>> BEGIN Extracted text

Project 1: Colorizing the Prokudin-Gorskii photo collection (GitHub repo)


1. Background

Sergei Mikhailovich Prokudin-Gorskii's photo collection consists of images where three separate exposures of a scene were captured on a glass plate using red, green, and blue filters (allowing only red, green, and blue light to pass through). To produce high-quality colorized photos, a key challenge is properly aligning these three color channels. The objective of this project is to develop a method for aligning the photos from these channels to create a high-quality color image.

The original photos, from top to bottom, correspond to the blue, green, and red filtered channels (passing through blue, green, and red filters).
Colorized photo with no alignment.

2. Implementation

2.1 Single Scale

One proposed pipeline is shown as follows:

The main work here is to develop the Find alignment method. The rest part were implemented as follows:

  • Crop photo: For now it simply cut the photos at its 1/3 and 2/3 height.
  • Align photos: I used OpenCV's warpAffine function to shift the images by the estimated displacement.
  • Map to color: One-to-one mapping from three color-filtered channel to RGB value. I used numpy.dstack to stack the three channel's pixel value to colorize the photos.

To find the optimal photo alignment, a simple approach is to use a brute-force search within an alignment window (e.g., [-15, 15] pixels around the initial alignment value). The goal is to identify the alignment that minimizes a defined cost function. In this project, I used the Euclidean distance between the two images as the cost function, calculated as sqrt(sum(image1-image2)^2). For better performance, I utilized numpy.linalg.norm.

Before computing the cost, I adopted two pre-processing strategies:

  • Photo binarization: I experimented with several methods and found that converting the images to black and white improves the alignment results. This is likely because black and white conversion helps to remove noise and simplifies the image by focusing on areas with strong contrast. I used a threshold of 0.5 for one fixed channel (e.g., the green channel photo) and computed the threshold for the other photo based on their mean pixel value ratio. While more sophisticated binarization methods, such as the [Otsu method], are available, this approach is simple and sufficient for the current project.

  • Top row: input images for alignment. Bottom row: images after binarization. We can see that most of the finer details are removed, leaving only the simple and significant features such as the boundary of the horizon and the shapes of the buildings.

  • Remove photo margins: The black and white borders of the photos can affect the cost function and reduce alignment quality. To mitigate this, I computed the overlap region of the two images using only 2/3 of the input image, excluding the margins. This also reduces the number of compared pixels and speeds up the process.

2.2 Multi-scale Pyramid

For high-resolution photos, brute-force search is time-consuming; therefore, I adopted the multi-scale pyramid method. The pipeline is shown as follows:

There are two new elements:

  • Generate multi-scale pyramid: I generated the pyramid by halving the photo resolution using OpenCV's resize method (a larger N value means the image is coarser.). Note that while the user can specify the maximum scale of the pyramid, experiments indicated that overly downsampled photos can harm the alignment result. Therefore, this method should prevent resizing photos below a certain threshold.
  • Find alignment: This new method is a modification of the original one, making it a recursive function. After reaching the original photo scale, it outputs the estimated alignment as the final estimated alignment.
  • s

    2.3 Pseudocode

    Below is the pseudocode for finding image alignment, including both single-scale and multi-scale approaches, as well as the image pyramid method. You can find the python implementation here.

>> END Extracted text
>> BEGIN Provided material

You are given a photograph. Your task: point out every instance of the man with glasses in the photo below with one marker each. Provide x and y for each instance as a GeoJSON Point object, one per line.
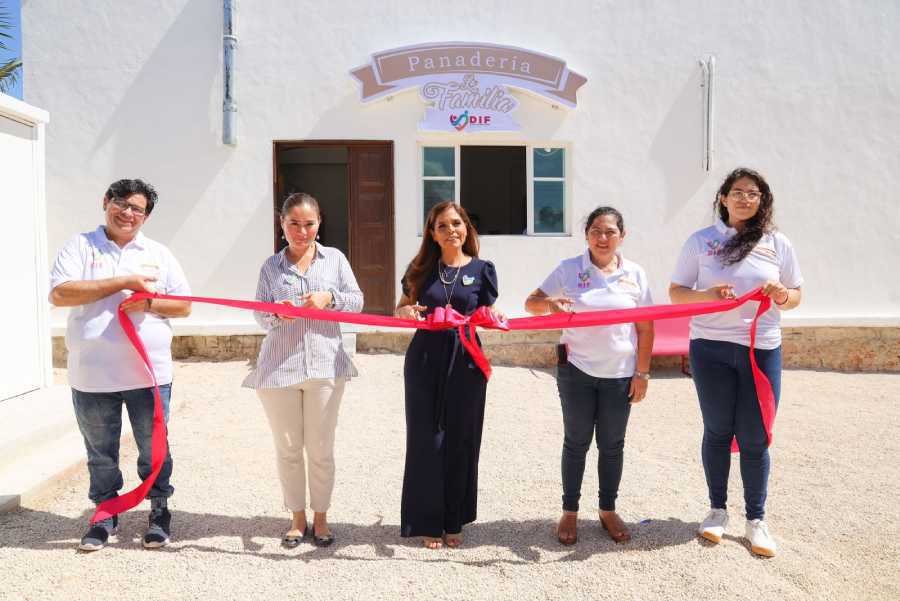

>> END Provided material

Short exercise A - Name every NumPy or OpenCV function or method that the colorizing project write-up says was used.
Short exercise B - Reproduce everything in the colorizing project write-up from "2.3 Pseudocode" down to "python implementation here.", word for word.

Expected answer A -
- OpenCV's warpAffine
- numpy.dstack
- numpy.linalg.norm
- OpenCV's resize

Expected answer B -
2.3 Pseudocode

    Below is the pseudocode for finding image alignment, including both single-scale and multi-scale approaches, as well as the image pyramid method. You can find the python implementation here.